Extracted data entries

☆ ☆ ☆

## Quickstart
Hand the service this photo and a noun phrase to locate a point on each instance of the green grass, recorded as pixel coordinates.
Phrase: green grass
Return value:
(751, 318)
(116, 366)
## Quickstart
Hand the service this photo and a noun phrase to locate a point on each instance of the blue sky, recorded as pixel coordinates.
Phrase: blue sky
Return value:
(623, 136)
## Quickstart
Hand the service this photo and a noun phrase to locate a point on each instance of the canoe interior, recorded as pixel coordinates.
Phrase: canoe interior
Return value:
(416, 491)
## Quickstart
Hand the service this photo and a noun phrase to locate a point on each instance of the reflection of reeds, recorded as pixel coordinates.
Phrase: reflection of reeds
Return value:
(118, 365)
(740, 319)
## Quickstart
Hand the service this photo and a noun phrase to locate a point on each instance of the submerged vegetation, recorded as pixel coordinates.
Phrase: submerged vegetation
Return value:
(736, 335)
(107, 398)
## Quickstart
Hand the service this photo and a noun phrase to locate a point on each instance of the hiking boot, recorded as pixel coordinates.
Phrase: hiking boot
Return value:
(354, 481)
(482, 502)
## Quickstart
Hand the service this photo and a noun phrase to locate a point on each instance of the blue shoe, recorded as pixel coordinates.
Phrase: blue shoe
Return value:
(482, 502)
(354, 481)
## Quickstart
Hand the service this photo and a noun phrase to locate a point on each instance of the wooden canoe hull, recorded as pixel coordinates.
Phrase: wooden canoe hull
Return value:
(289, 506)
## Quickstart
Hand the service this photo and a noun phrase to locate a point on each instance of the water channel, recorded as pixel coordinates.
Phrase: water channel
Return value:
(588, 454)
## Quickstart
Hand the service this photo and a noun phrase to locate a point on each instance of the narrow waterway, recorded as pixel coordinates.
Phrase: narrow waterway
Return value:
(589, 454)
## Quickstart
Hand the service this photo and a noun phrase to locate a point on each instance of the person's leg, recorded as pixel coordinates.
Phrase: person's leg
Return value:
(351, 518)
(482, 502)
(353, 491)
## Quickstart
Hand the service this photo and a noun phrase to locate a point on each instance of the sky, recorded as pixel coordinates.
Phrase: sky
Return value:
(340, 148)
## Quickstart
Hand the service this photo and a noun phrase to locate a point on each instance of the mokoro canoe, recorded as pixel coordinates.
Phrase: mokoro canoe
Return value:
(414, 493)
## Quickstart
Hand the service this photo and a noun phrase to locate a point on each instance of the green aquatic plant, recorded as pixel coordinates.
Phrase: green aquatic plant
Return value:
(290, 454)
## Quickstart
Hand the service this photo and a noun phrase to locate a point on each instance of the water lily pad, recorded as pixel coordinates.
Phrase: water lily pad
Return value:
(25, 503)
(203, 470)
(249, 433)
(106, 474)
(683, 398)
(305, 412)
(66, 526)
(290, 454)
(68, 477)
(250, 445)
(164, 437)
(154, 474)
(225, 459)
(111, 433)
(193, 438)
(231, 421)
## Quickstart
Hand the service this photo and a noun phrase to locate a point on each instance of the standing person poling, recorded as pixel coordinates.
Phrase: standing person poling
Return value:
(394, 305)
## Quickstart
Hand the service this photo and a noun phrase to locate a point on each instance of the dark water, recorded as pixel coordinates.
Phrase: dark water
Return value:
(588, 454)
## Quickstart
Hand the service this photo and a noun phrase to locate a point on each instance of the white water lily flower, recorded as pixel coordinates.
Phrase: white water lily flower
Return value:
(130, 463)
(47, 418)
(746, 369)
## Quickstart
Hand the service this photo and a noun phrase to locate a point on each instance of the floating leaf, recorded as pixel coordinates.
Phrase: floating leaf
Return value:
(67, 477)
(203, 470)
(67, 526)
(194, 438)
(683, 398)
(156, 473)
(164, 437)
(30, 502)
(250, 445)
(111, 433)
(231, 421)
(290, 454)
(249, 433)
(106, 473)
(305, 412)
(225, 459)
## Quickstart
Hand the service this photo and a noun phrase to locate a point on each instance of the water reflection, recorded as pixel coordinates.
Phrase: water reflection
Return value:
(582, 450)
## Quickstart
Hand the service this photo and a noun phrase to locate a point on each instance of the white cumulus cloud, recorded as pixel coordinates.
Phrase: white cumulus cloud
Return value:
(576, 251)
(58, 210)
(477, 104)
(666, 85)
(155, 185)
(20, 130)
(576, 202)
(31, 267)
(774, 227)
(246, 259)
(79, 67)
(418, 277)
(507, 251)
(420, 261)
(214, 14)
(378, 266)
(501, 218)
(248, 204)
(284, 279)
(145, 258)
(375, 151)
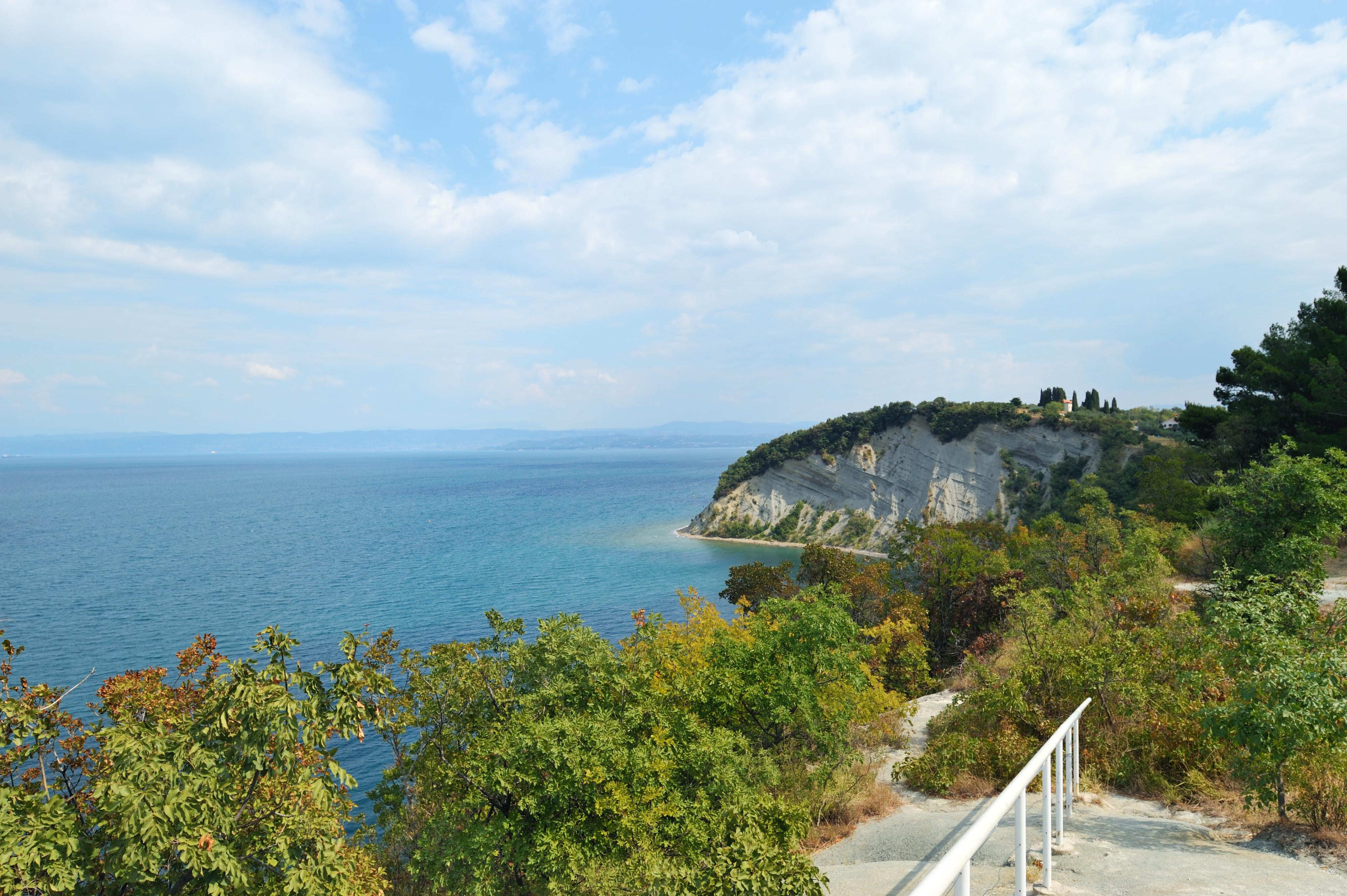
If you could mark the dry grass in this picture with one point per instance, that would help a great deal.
(876, 802)
(969, 786)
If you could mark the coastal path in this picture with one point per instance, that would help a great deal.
(1116, 847)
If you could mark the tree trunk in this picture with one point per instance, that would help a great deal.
(1282, 794)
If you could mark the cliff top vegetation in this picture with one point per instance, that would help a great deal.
(949, 420)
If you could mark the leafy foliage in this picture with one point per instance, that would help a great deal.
(1096, 619)
(684, 763)
(1288, 672)
(1283, 516)
(224, 782)
(751, 584)
(1294, 384)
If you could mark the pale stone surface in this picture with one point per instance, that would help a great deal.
(905, 473)
(1123, 847)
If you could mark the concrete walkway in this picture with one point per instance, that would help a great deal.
(1120, 848)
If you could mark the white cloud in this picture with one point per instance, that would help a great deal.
(491, 15)
(259, 371)
(325, 18)
(440, 37)
(899, 185)
(69, 380)
(556, 19)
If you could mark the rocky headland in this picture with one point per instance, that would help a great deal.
(922, 463)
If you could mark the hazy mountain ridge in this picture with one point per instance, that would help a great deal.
(857, 498)
(673, 435)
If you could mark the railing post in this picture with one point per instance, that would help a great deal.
(1047, 824)
(1020, 843)
(1058, 794)
(1076, 739)
(1072, 776)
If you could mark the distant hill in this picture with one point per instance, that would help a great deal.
(673, 435)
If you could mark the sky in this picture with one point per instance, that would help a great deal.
(232, 216)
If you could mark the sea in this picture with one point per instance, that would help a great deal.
(110, 564)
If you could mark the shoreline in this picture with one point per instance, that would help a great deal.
(685, 533)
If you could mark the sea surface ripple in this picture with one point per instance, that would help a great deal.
(117, 563)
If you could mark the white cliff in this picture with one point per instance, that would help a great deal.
(905, 473)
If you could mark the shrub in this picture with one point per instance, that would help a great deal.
(222, 781)
(1319, 785)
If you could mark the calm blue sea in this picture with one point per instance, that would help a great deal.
(117, 563)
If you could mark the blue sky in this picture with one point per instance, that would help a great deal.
(344, 214)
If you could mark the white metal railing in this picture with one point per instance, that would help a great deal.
(956, 867)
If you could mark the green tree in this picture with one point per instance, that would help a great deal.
(224, 782)
(1283, 516)
(962, 579)
(1173, 483)
(750, 584)
(821, 565)
(1288, 670)
(1294, 384)
(561, 766)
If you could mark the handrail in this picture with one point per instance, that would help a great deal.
(956, 868)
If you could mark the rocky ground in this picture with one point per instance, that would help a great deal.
(1117, 847)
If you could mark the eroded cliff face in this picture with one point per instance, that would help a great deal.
(905, 473)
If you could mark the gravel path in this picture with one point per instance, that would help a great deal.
(1120, 848)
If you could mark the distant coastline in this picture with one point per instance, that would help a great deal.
(685, 533)
(673, 435)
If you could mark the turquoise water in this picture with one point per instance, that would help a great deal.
(117, 563)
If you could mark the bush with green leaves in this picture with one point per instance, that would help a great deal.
(223, 782)
(1283, 516)
(682, 763)
(1097, 621)
(1288, 677)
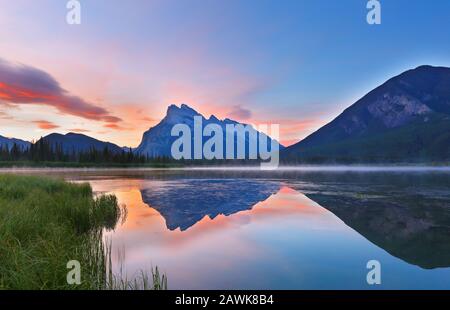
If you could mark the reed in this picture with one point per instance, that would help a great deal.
(45, 223)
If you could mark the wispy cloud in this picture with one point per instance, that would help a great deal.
(240, 113)
(23, 84)
(46, 125)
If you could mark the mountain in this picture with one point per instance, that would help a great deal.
(9, 142)
(157, 141)
(407, 119)
(78, 143)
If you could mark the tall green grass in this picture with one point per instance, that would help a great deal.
(45, 223)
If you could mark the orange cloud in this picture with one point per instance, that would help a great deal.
(45, 125)
(21, 84)
(79, 130)
(115, 126)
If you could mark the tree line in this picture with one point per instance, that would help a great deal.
(43, 151)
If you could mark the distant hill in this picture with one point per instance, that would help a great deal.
(407, 119)
(9, 142)
(78, 143)
(157, 141)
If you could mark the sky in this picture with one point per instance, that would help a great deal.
(297, 63)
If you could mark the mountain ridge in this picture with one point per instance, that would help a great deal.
(414, 105)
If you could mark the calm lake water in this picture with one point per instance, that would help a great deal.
(302, 229)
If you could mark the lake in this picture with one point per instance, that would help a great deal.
(288, 229)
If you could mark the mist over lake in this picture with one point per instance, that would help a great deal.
(304, 228)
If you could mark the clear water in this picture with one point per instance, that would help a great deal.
(302, 229)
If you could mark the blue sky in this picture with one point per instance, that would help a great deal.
(297, 63)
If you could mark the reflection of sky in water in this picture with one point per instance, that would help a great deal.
(286, 241)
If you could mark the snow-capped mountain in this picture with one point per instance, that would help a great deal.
(9, 143)
(157, 141)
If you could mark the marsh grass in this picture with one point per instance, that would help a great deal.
(45, 223)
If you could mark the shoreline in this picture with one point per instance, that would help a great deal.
(299, 168)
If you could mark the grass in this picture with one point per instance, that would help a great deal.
(45, 223)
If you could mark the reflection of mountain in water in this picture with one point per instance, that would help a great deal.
(185, 202)
(407, 217)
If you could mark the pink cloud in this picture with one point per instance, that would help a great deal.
(46, 125)
(22, 84)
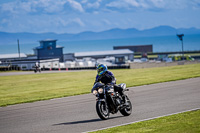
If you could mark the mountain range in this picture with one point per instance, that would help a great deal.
(25, 37)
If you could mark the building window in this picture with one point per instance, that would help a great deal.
(49, 48)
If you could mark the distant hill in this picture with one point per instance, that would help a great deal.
(10, 38)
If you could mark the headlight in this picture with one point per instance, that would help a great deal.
(100, 90)
(94, 92)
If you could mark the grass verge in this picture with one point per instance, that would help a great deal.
(188, 122)
(28, 88)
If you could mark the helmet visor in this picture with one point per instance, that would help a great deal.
(99, 70)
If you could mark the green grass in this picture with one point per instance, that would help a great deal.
(188, 122)
(28, 88)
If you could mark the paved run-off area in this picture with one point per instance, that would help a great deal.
(77, 113)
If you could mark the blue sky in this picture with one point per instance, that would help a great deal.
(74, 16)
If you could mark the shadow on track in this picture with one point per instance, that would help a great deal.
(83, 121)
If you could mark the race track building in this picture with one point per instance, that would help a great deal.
(136, 48)
(48, 50)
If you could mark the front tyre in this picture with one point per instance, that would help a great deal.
(128, 109)
(102, 110)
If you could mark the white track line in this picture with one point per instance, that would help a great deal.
(142, 120)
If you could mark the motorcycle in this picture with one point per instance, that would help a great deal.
(37, 69)
(109, 101)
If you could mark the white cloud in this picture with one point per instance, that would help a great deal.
(94, 5)
(76, 5)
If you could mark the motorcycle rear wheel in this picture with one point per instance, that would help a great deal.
(128, 109)
(102, 110)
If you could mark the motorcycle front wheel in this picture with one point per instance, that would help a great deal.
(102, 110)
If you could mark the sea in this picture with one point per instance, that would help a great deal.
(160, 44)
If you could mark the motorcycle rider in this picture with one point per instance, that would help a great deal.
(107, 77)
(37, 66)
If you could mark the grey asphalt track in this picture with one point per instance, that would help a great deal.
(32, 72)
(77, 113)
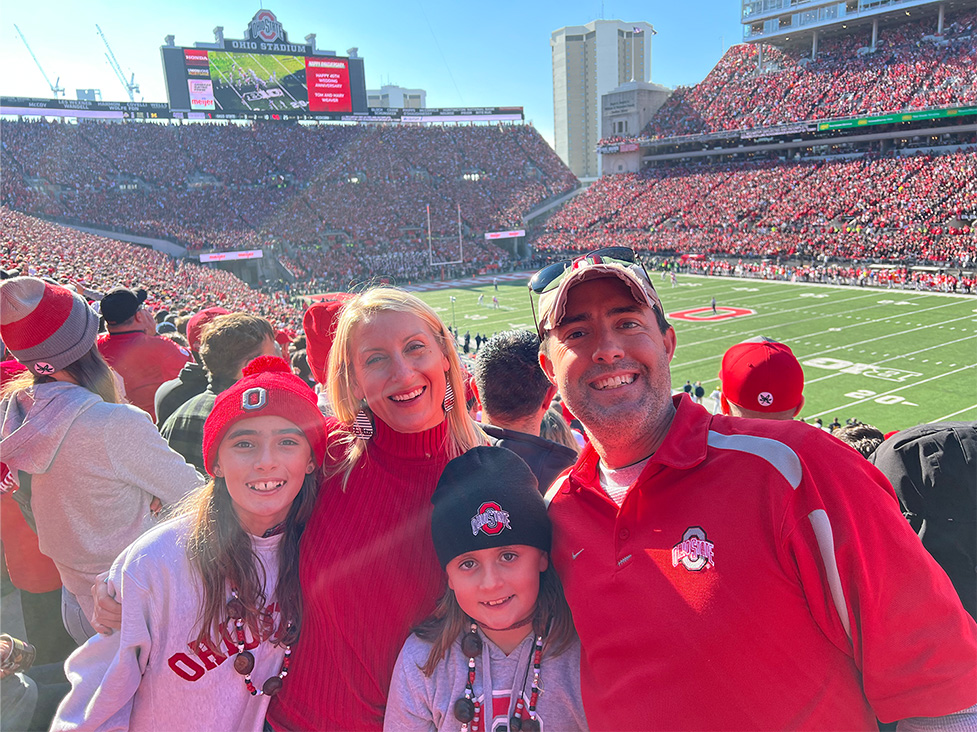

☆ ☆ ☆

Exercise description:
What number of lines in the data contain the word "hiking"? Give the number and nothing else.

Written response:
2